At first I thought: I don’t want to bind on every interface, so maybe just 127.0.0.1
, and lets OS pick a random port for it. So:
|
|
And then:
|
|
Seems like we can bind on 127.0.0.1
without problems. But we can’t send packet to remote address, why? That’s because the remote peer can’t send their response to 127.0.0.1
, this is the loopback address for them as well.
However, if we change the remote addr to 127.0.0.1:53
, then the packet goes through!
|
|
But the very first step of a DNS resolver (if no cache) is to ask root name servers, right? So let’s just bind 0.0.0.0:0
and be done with it.
|
|
See this Stack Overflow querstion if you are interested.
Unexpected IPv6 ambush
Just when I thought that’s pretty much it, right? And started my test. And then came the twist.
My resolver crashed during the parsing of resource record. It complained about unknown record type 28
. I went back to search RFC and couldn’t find type 28
anywhere. After checking with ChatGPT I then learned that’s in RFC 3596, the IPv6 extension.
So even though I thought I don’t have to deal with IPv6 any time soon, it immediately striked back.
Good thing is all I need to do is just update the RecordType
enum and an arm in the match expression.
Improvements worth considering
Because this is just a toy DNS resolver, it doesn’t contain extensive tests and doesn’t have most of the standards supported. There are still things I want to to in the future (if possible):
Caching and negative caching
RFC specifically said resovler need to cache the result whenever possible (but respect to TTL
)! So we don’t always bother root nameservers and the authoritative name servers all the time.

Information shown:
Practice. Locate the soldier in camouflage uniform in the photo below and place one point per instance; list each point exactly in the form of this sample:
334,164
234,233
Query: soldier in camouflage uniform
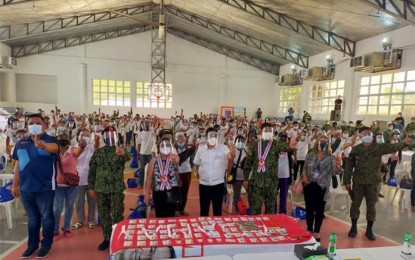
388,134
363,164
263,182
106,182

Brief A:
Answer these about the DNS resolver text:
(i) Which address and port did the author finally choose to bind?
(ii) What record type number crashed the resolver, and which RFC defines it?
(iii) What must a resolver respect when it caches results?
Brief B:
Write the next part of the DNS resolver text, picking up after its final sentence.

Exercise response A:
(i) 0.0.0.0:0
(ii) Type 28, defined in RFC 3596
(iii) The TTL

Exercise response B:
IPv6
This is obvious right? Supporting IPv6 is probably the one of the most important things for a resolver.
More protocols
There are many protocols can be used for DNS queries other than UDP
nowadays. TCP
, DNS over TLS
, or DNS over HTTPS
. I don’t know the difficulity yet, but let’s put it on a wishlist.
Async operation
I don’t want to use the word “obvious” again but you get the idea. Resolver with sync operation probably only works for a toy CLI program.
Internationalized domain names (IDN)
Internationalized domain name (e.g., 中文.tw) is something probably not popular but should be fun to do. (maybe?)
Final thoughts
I mentioned that I always wanted to make a DNS resolver on my own, and I finally did. But implementing without checking how everyone else did it can be both good and bad thing.
Good thing is I really delved into RFC and trying to figure out where was I, it was eye-opening to see how stuff underneath really works. I would recommend this to anyone who’s interested!
Bad thing is that I spent way, way more time than I expected. Most of the time I was just repeatedly looking at same paragraphs and trying to figure out what does this document mean, while I can definitely check some examples (even asking AI). Also, there are actually tons of RFCs and I only focused on RFS 1035 in order to make a working PoC.
I also strugged a while on several places, like bitwise operation and finding what’s TYPE
28. These looked so obvious in hindsight but really took me for some time then I just turned to ChatGPT.
My development at work mostly related to high level programming like integrating RESTful API and stuff. As an infrasture engineer, I have tons of debugging tools in hand. There is rarely a chance to build a tool working on low level myself because… I just don’t need to, like everyone else.
It was also a fun experience and a good project to practice Rust (unlike the abandoned advent of code).
Some observations during the making of a DNS resolver:
- There are extensively length checks than I thought (I guess it’s still not enough)
- Malformed pointer in compresstion format can really mess resolver up as it can be infinitely recursive. It’s resolver’s responsibility to not being naive.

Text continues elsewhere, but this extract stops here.